§ **Yapılacak işler**:
(a) Memur ve işçi ayrımı metnine göre şu ifadelerin her biri için evet ya da hayır deyin ve kararı belirleyen sözleri metinden aynen alıntılayın: (i) İşçi statüsü, Anayasa'daki "diğer kamu görevlileri" kapsamına girer. (ii) Devlet Memurları Kanunu, yardımcı hizmetlerin de memurlarca yürütülmesini öngörür. (iii) 1988 değişikliğiyle tedavi kurumlarının temizlenmesi gibi hizmetlerin özel kesime sözleşmeyle gördürülmesinin önü açılmıştır.
(b) Memur ve işçi ayrımı metninde “Anayasa’ya göre, asli ve sürekli hizmetler” diye başlayan paragrafı ana bilgilerini koruyarak kısa bir madde listesine dönüştürün.
(c) Memur ve işçi ayrımı metninden “Memur İşçi Ayrımı Nedir?” ifadesiyle başlayıp “kapsamda yer almadığıdır.” ifadesine kadar devam eden bölümü olduğu gibi çıkarın.

§ **Okuma metni**:
Memur İşçi Ayrımı Nedir? Memur İşçi Ayrımının Sonuçları Nelerdir?

Memur ve İşçi Ayırımı

1982 Anayasası’nın 128. maddesine göre, devletin, kamu iktisadi teşebbüsleri ve diğer kamu tüzelkişilerinin genel idare esaslarına göre yürütmekle yükümlü oldukları kamu hizmetlerinin gerektirdiği asli ve sürekli görevler, memurlar ve diğer kamu görevlileri eliyle görülür. “Diğer kamu görevlileri”, kapsamı bakımından sorunlu bir terimdir; kesin olan nokta, işçi statüsünün bu kapsamda yer almadığıdır.

Anayasa’ya göre, asli ve sürekli hizmetler memurlar ve diğer kamu görevlileri eliyle görüleceğine göre, yardımcı ve arızi hizmetlerin işçiler eliyle görülmesi mümkündür. Ancak Devlet Memurları Kanunu yardımcı hizmetlerin de memurlar eliyle yürütülmesini öngörmüştür. 36. maddenin VIII. fıkrasında, Yardımcı Hizmetler sınıfı düzenlenmiştir. Buna göre temizleme, ısıtma, aydınlatma, yazı gibi ana hizmete yardımcı hizmetlerde çalışan ve işçi statüsünde olmayan kamu görevlileri yardımcı hizmetler sınıfında yer alır. “Yardımcı hizmetler sınıfında toplanan görevlilerin yaptıkları işler nitelikleri itibariyle özel hukuk hükümlerine tabi, işçi dediğimiz görevlilerin yaptıkları işlerin ya aynısı ya da çok benzeridir.” Uygulamada yardımcı hizmetler alanında sayılan işler işçiler eliyle de gördürülmekte; bu da aynı işin hem kamu hukukuna tabi memurlar hem de özel hukuka tabi işçiler eliyle gördürülmesi sonucunu doğurmaktadır. 36. maddede belirtilen işlerde ancak memurlar çalıştırılabilir, bu işlerin Devlet Memurları Kanunu kapsamından çıkarılıp işçiler eliyle gördürülmesi idarenin yetkisi içinde değildir. Ancak, 1988 yılında 36. maddede değişiklik yapılarak yardımcı hizmetler sınıfına giren hizmetlerden “hizmet yerlerinin ve tedavi kurumlarının temizlenmesi, tesisatın bakım ve işletilmesi ve benzeri nitelikteki hizmetlerin” özel kesime sözleşme yoluyla gördürülmesine olanak tanınmıştır.

§ **Çıkarılan veriler**:
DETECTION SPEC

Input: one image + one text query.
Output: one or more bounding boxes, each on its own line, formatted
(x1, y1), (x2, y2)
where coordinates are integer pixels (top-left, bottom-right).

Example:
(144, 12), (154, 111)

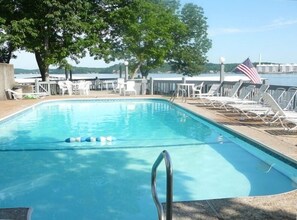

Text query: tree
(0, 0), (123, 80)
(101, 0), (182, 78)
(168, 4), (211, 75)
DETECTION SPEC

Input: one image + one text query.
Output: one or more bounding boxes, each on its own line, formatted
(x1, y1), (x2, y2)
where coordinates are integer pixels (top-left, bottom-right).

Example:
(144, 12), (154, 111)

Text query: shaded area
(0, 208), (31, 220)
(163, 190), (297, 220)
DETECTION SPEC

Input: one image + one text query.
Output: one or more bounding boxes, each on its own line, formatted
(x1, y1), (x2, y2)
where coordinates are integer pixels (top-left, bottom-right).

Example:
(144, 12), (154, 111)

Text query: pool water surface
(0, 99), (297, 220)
--
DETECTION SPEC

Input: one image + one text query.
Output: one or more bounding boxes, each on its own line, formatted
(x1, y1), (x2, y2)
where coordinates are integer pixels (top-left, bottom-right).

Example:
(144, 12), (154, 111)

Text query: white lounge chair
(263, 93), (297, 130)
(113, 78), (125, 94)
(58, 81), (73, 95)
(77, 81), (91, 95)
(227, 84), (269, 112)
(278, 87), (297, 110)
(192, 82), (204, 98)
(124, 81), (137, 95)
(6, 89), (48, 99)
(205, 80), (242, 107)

§ **Beklenen cevaplar**:
(a)
(i) Hayır: “kesin olan nokta, işçi statüsünün bu kapsamda yer almadığıdır.”
(ii) Evet: “Ancak Devlet Memurları Kanunu yardımcı hizmetlerin de memurlar eliyle yürütülmesini öngörmüştür.”
(iii) Evet: “hizmet yerlerinin ve tedavi kurumlarının temizlenmesi, tesisatın bakım ve işletilmesi ve benzeri nitelikteki hizmetlerin” özel kesime sözleşme yoluyla gördürülmesine olanak tanınmıştır.

(b)
- Anayasa asli ve sürekli hizmetleri memurlara ve diğer kamu görevlilerine verir. Bu nedenle yardımcı ve arızi hizmetlerin işçilerce görülmesi mümkündür.
- Devlet Memurları Kanunu ise yardımcı hizmetlerin de memurlarca yürütülmesini öngörür. 36. maddenin VIII. fıkrası Yardımcı Hizmetler sınıfını düzenler. Bu sınıfta temizleme, ısıtma, aydınlatma, yazı gibi yardımcı işlerde çalışan ve işçi statüsünde olmayan kamu görevlileri yer alır.
- Bu görevlilerin yaptığı işler, özel hukuka tabi işçilerin işlerinin aynısı ya da çok benzeridir.
- Uygulamada bu işler işçilere de gördürülür. Böylece aynı iş hem kamu hukukuna tabi memurlarca hem de özel hukuka tabi işçilerce yapılır.
- 36. maddedeki işlerde yalnızca memur çalıştırılabilir. Bu işleri kanun kapsamından çıkarıp işçilere gördürmek idarenin yetkisinde değildir.
- 1988 değişikliğiyle hizmet yerlerinin ve tedavi kurumlarının temizlenmesi, tesisatın bakım ve işletilmesi gibi hizmetlerin sözleşmeyle özel kesime gördürülmesine olanak tanınmıştır.

(c)
Memur İşçi Ayrımı Nedir? Memur İşçi Ayrımının Sonuçları Nelerdir?

Memur ve İşçi Ayırımı

1982 Anayasası’nın 128. maddesine göre, devletin, kamu iktisadi teşebbüsleri ve diğer kamu tüzelkişilerinin genel idare esaslarına göre yürütmekle yükümlü oldukları kamu hizmetlerinin gerektirdiği asli ve sürekli görevler, memurlar ve diğer kamu görevlileri eliyle görülür. “Diğer kamu görevlileri”, kapsamı bakımından sorunlu bir terimdir; kesin olan nokta, işçi statüsünün bu kapsamda yer almadığıdır.